» **GOAL**
Write out the data again from its start through the line containing "[56,411,146,480]", keeping the requests and shifting every box coordinate in the answers up by 29.

Object detection data:
/---

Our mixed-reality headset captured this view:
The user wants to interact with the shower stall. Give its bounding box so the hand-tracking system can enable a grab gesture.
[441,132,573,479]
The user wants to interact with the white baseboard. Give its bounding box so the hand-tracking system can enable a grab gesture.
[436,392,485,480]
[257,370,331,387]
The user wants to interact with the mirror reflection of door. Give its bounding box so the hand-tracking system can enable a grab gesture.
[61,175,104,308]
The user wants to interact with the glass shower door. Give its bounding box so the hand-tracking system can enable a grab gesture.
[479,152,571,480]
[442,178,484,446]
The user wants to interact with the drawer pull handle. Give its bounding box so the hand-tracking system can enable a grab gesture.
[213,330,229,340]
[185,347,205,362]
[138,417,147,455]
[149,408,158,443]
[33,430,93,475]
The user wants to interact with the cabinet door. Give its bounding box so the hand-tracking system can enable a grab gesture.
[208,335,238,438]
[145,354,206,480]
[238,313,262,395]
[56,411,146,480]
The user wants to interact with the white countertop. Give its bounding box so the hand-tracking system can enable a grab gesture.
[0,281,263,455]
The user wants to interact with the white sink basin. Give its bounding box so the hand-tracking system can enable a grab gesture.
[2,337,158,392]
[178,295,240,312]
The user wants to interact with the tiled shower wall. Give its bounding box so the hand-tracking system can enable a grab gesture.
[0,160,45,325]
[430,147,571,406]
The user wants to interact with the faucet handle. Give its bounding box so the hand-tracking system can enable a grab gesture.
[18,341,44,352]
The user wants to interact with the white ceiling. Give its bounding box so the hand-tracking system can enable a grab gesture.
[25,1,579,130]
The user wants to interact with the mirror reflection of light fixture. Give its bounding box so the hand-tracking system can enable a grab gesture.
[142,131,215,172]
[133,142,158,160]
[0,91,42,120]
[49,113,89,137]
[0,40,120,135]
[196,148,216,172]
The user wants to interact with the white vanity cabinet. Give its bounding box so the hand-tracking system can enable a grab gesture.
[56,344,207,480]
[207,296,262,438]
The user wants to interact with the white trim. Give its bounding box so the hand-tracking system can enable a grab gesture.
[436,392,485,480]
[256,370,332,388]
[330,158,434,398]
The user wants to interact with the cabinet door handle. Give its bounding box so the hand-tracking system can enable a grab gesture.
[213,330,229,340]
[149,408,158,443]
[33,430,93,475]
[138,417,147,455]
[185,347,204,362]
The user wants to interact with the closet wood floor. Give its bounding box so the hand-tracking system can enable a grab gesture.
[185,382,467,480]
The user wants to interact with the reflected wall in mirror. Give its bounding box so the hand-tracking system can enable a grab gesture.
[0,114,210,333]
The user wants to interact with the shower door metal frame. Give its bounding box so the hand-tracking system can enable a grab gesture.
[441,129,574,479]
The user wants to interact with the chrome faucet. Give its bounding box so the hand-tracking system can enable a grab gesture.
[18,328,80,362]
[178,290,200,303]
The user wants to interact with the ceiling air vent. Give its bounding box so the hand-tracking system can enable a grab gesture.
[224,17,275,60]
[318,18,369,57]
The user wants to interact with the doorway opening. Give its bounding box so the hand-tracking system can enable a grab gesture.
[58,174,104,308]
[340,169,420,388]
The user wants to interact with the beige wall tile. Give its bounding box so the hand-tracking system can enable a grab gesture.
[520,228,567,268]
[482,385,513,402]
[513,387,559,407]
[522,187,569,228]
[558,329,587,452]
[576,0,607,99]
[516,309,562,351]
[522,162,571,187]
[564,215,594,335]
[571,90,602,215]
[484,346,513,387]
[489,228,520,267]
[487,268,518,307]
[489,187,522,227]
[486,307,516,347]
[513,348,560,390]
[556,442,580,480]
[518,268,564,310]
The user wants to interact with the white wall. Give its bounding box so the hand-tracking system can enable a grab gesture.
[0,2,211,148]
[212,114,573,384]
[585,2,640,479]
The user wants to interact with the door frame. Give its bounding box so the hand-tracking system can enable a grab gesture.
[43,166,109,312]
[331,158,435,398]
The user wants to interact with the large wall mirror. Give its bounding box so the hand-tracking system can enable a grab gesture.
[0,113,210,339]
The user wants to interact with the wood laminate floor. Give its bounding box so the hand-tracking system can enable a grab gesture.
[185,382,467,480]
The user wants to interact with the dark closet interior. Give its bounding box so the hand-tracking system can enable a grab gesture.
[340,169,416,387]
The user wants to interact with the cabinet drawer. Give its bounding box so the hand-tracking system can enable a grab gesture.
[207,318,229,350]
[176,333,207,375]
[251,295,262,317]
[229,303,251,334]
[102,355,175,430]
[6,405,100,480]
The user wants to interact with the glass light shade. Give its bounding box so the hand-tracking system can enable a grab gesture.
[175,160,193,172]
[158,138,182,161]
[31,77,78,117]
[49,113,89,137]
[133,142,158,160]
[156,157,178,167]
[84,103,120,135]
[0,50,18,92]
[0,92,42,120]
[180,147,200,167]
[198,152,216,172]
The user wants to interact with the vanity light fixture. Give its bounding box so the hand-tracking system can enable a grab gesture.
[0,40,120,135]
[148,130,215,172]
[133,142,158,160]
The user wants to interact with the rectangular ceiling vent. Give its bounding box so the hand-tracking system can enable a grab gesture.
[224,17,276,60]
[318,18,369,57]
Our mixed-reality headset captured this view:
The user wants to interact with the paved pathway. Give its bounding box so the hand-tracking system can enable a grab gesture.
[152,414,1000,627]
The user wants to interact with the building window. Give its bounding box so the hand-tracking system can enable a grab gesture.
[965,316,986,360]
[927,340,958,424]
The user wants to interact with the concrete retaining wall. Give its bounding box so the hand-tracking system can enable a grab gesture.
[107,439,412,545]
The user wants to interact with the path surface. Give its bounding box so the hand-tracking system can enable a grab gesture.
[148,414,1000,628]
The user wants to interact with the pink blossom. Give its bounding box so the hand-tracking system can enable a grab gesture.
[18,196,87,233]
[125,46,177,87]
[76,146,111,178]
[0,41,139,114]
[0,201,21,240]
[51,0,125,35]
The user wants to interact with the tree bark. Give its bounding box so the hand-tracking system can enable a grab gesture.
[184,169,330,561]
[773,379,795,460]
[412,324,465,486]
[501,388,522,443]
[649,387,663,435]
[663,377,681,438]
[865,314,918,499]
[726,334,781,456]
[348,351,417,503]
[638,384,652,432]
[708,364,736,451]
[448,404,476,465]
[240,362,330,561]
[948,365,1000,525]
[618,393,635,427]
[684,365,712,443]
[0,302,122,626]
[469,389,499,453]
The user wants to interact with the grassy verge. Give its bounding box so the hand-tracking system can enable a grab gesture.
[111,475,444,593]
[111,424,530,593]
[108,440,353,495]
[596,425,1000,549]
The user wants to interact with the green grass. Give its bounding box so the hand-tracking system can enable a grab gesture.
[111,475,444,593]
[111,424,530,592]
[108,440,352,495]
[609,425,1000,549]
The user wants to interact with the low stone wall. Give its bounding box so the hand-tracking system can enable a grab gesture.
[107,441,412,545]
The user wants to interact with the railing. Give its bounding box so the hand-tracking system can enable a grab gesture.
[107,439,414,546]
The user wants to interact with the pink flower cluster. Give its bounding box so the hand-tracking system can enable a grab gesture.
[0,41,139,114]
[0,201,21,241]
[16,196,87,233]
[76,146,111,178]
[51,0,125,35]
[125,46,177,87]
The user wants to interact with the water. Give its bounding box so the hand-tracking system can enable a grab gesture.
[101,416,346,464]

\---

» **OUTPUT OF THE TASK**
Our mixed-reality headset captured this view:
The user wants to interact with the shower stall. Give its bounding box so the hand-tracking system can enable a grab gesture.
[470,161,602,508]
The user wants to interact with the white baseboard. Give its bounding box so the hand-tracking system can enable a grab gesture.
[465,421,514,509]
[286,399,360,416]
The user wants to interact with the mirror reflection of door. Give its bounding box so the hand-tracking system can enable a grab gesture.
[90,204,133,337]
The user wants to interact with the glass shower door. Give its bounding box so the hand-tracking system can enable a grab gesture.
[508,181,600,509]
[471,207,513,475]
The user wants to interact with the drawer pull handle. Give its bounding box so the hand-tracking system can enable a grab gesture.
[242,359,258,369]
[214,376,234,391]
[167,446,176,484]
[178,437,187,472]
[62,459,122,504]
The user wants to interact with the cabinet door. Give its bounding box so the hand-tracking system can enable a grab gesture.
[237,364,267,467]
[174,383,235,509]
[267,342,291,424]
[85,440,175,509]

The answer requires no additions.